| Extrait de texte |
%%
Publié le 07 mai 2013 par Laurejaum
Du Star-system de l’art aux chansons de Charles Aznavour
MS明朝MS明朝Au CRAC de Mantes-la-Jolie, un groupe de dames à la retraite chante de vieux succès de Charles Aznavour… Dans la salle de Speap à Sciences Po, Marianne, Sarina et Anna me chuchotent à l’oreille  une injonction à formuler mon premier souvenir d’une émotion artistique. Livrant cette part d’intimité sur un morceau de papier, je retrouve en moi les origines de ma condition d’amateur d’art, et engage ma pensée vers de multiples questionnements. Selon la pensée sociologique de l’art, l’intronisation d’une pratique artistique se produit par la convocation de conventions esthétiques déterminées. Tout au long du XXème siècle, l’innovation[1] et l’originalité[2] auraient agit comme les conditions sine qua none de l’enracinement historique des œuvres. Au XXIème siècle[3], ces mêmes critères agissent comme les conditions même de l’appréciation artistique. Ainsi se trouvent exclus des modes de diffusion et de transmission les Chromos, qui par leur amateurisme, n’envisagent pas de quelconque contribution à l’idéologie de la transgression. Hors d’haleine, la convention d’originalité[4] poursuit sa route à l’intérieur même de formes artistiques dites postmodernes. L’artiste professionnel des années 1980 à nos jours cherche par tous les moyens ce qu’il peut bien apporter de nouveau à l’histoire de l’art, c’est à dire à la définition même de l’art. Or, comme le souligne la sociologue Nathalie Heinich, rien ne semble plus convenu, que l’œuvre d’un artiste qui tente de repousser les frontières de l’art, sans pour autant être déclaré hors jeu[5]. Nous voici donc confrontés à la mise en œuvre d’un immense jeu d’échec, celui qui oppose artistes et théoriciens, et dont les gagnants accèderaient au Star-system de l’art. Gardant en mémoire le trésor secret de ma première expérience esthétique, celle qui m’a fait rêver, je me détourne, accablée, de cette froide machinerie de la pensée. Les chansons de Charles Aznavour me reviennent à l’esprit… Peut être serait il temps de reconsidérer la figure de l’amateur, qui, émancipé de toute convention d’originalité, se distingue par la sincérité de sa pratique. Si les vieilles dames de Mantes-la-Jolie ne revendiquent aucune position avant-gardiste, elles nous invitent à redéfinir l’art comme le moment de l’éveil esthétique. Afin de retrouver l’inspiration du Satori, proposée par Marianne, Sarina et Anna, s’agirait il, tout compte fait, de sortir l’Art de son milieu ?
%%
| Exercice écrit |
D'après l'extrait de texte, s'il vous plaît, qui chante de vieux succès de Charles Aznavour au CRAC de Mantes-la-Jolie ?

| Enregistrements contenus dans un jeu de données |
%%
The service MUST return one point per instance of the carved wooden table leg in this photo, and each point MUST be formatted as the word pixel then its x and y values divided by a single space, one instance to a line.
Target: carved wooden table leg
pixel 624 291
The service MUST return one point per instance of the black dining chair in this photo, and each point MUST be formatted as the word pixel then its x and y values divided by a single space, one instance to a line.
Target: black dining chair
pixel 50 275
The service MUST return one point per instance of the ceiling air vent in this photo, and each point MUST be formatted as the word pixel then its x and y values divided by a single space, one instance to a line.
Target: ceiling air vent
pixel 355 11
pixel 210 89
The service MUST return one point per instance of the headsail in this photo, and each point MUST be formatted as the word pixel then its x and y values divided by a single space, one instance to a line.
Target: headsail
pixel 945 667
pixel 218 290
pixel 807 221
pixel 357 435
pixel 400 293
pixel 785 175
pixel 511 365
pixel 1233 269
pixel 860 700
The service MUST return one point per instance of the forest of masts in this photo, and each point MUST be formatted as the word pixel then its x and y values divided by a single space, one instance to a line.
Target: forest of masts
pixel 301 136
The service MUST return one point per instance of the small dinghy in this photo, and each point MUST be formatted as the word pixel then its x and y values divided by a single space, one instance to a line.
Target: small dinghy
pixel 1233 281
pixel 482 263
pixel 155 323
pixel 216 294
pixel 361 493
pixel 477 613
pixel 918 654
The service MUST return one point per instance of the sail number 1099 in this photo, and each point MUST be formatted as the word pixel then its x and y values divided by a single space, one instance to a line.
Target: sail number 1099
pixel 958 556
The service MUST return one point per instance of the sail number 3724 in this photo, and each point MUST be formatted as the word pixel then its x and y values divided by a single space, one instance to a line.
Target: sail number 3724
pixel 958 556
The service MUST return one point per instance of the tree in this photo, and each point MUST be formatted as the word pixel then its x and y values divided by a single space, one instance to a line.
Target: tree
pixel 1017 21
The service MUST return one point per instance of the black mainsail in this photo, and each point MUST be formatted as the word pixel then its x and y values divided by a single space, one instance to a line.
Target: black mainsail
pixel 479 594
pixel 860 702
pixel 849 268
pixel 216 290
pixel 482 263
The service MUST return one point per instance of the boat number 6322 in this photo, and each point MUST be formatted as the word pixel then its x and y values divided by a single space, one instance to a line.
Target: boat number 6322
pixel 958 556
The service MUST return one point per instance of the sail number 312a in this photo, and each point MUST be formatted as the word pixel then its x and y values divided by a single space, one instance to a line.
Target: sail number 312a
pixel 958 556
%%
| Réponse complète |
Un groupe de dames à la retraite.